* **What the task asks**
Set down each record below precisely, skipping the pictures.

[Point labeling dataset excerpts]

........

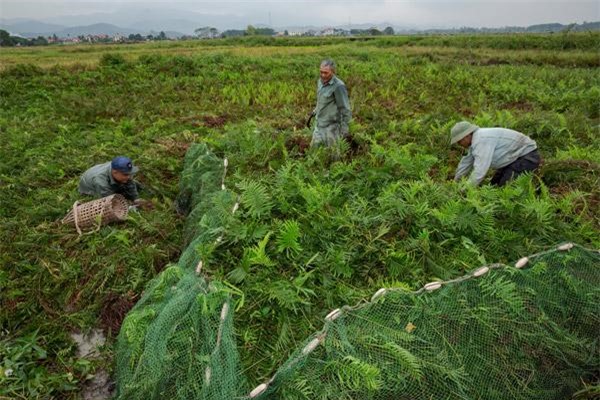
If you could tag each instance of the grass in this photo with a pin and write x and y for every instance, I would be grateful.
(63, 109)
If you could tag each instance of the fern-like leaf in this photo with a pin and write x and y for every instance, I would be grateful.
(287, 240)
(255, 198)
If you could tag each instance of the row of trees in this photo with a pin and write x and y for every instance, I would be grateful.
(6, 40)
(209, 32)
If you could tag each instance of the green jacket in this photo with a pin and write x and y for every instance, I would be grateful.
(98, 182)
(333, 105)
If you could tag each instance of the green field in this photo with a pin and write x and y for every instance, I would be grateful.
(386, 215)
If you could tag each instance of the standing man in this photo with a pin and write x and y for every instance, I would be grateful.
(509, 152)
(333, 107)
(113, 177)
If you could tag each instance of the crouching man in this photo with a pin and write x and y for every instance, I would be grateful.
(113, 177)
(507, 151)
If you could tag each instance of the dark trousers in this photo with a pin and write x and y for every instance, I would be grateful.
(528, 162)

........

* **Final answer**
If you could tag each instance of the grass in this photo with a pin and write x and y for every instance, I would be grateful.
(63, 109)
If you could tag each instance of the fern-like leaf in this photo with a pin and write x and y for every instance, I would be grateful.
(287, 240)
(255, 198)
If you could tag each instance of the row of trees in this photo with a pin and write x and y for every instance, I would be grateful.
(6, 40)
(209, 32)
If you could tag each instance of the green jacket in this photo with a pin and write x and y for every instance, I would be grateful.
(98, 182)
(333, 105)
If you could tag each instance of the green field in this photo with a pin and write x and y for every instance, I would be grateful.
(386, 215)
If you could tag each instance of the standing man in this photo with a pin and write x and y for every instance, I would be grateful.
(509, 152)
(333, 107)
(113, 177)
If you could tag each instance of the crouching man in this photo with a pin and write x and y for every instance, I would be grateful.
(113, 177)
(507, 151)
If you could tag each instance of the dark trousers in this photo with a pin and write x and y for every instance, I would be grateful.
(528, 162)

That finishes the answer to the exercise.